É o Marmoiral de Sobrado realmente um marmoiral?

A melhor forma de responder à pergunta apresentada é citar quem os estuda. Joaquim Luís Costa defende que “podemos caracterizá-lo arquitetonicamente como estruturas de volume médio e alturas diversas, que possuem um espaço elevado do solo, coberto por um arco, podendo existir, sob o arco, uma cavidade sepulcral”. E continua: “De todas estas características, o arco é, sem dúvida, o elemento distintivo destes monumentos. Independentemente da altura, da largura e de ter ou não espaço sepulcral, o arco está sempre presente, excepto num caso”.

Ora, este excepto num caso refere-se precisamente ao Marmoiral de Sobrado que, como se vê, não tem qualquer arco nem mostra sinais de alguma vez ter tido. Da mesma forma, o espaço elevado do solo também é de verificação dúbia – ao contrário dos restantes marmoriais portugueses, a laje inferior do Marmoiral de Sobrado encontra-se praticamente assente em terra. Basta compararmos o nosso exemplo com o de um outro, o Memorial da Ermida, na outra margem do rio Douro, no vizinho concelho de Penafiel, para compreendermos as diferenças.

De facto, a única característica que parece bater certo com a definição descrita por Joaquim Luís Costa é a referência à cavidade sepulcral, conforme é explicado pelo mesmo, que assume que devemos utilizar o termo marmoiral em detrimento de memorial quando “os arcos [são] construídos para fins de sepultamento”.

Porquê então chamar ao caso de Sobrado um marmoiral se o seu elemento principal – o arco – não existe nem há sinais de alguma vez ter existido? A resposta é simples: porque o povo assim o chamou e porque o povo assim o continua a chamar. Alguma coisa, seja de carácter histórico, seja de carácter lendário, fez a tradição oral chegar a tal designação.

:::::

| Objetivo da tarefa |
Segundo o texto fornecido, qual é o elemento que Joaquim Luís Costa considera distintivo dos marmoirais?

| Dados guardados |
:::::

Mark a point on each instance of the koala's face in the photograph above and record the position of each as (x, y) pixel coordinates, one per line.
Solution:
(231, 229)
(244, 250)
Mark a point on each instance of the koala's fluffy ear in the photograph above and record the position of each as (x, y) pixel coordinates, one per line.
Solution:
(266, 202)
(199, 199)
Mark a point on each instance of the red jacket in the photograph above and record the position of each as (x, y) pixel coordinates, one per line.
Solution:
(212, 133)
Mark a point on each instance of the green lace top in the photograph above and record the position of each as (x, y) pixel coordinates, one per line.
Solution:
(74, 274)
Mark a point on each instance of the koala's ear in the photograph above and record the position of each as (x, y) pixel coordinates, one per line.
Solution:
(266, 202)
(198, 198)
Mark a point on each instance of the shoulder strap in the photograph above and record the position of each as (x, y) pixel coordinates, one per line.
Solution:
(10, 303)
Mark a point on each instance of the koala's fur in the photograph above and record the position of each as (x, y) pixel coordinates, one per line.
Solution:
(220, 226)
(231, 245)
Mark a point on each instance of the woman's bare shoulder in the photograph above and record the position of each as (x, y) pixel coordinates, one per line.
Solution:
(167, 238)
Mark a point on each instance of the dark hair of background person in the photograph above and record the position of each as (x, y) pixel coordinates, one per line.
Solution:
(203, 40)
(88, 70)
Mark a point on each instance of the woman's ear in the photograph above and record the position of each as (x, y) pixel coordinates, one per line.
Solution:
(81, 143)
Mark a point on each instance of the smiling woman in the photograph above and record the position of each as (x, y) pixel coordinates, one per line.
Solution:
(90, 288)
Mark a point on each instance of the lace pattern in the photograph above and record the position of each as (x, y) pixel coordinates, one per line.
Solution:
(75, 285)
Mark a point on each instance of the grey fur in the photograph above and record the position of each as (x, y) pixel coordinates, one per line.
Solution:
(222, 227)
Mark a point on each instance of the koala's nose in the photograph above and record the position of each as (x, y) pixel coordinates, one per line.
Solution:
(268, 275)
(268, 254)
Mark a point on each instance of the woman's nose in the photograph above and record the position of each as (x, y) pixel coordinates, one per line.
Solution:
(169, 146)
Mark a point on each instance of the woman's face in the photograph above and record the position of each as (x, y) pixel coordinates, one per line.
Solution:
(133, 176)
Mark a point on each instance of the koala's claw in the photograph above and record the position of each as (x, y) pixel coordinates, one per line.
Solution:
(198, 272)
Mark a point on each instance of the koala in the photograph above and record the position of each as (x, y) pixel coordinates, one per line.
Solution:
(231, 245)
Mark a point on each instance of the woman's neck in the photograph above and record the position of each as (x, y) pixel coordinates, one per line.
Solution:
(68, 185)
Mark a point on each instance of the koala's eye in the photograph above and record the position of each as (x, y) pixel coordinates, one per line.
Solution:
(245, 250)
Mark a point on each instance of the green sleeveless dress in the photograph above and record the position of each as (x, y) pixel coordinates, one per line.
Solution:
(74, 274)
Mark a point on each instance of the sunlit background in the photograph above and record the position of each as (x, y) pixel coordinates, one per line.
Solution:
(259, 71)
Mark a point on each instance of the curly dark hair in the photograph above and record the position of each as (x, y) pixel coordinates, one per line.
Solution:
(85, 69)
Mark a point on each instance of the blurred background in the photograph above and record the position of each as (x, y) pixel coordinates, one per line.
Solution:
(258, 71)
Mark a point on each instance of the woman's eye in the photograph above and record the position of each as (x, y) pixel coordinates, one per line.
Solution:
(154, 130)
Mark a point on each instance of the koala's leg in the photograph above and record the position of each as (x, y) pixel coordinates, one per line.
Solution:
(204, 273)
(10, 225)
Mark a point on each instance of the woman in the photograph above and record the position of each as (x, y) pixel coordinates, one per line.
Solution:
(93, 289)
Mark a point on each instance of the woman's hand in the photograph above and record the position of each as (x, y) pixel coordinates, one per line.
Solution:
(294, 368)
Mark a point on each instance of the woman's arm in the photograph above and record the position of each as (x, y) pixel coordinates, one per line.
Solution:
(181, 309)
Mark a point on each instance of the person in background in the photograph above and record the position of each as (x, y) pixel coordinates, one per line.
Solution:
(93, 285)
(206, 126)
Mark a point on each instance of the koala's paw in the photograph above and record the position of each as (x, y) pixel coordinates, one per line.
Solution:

:::::

| Resposta |
O arco.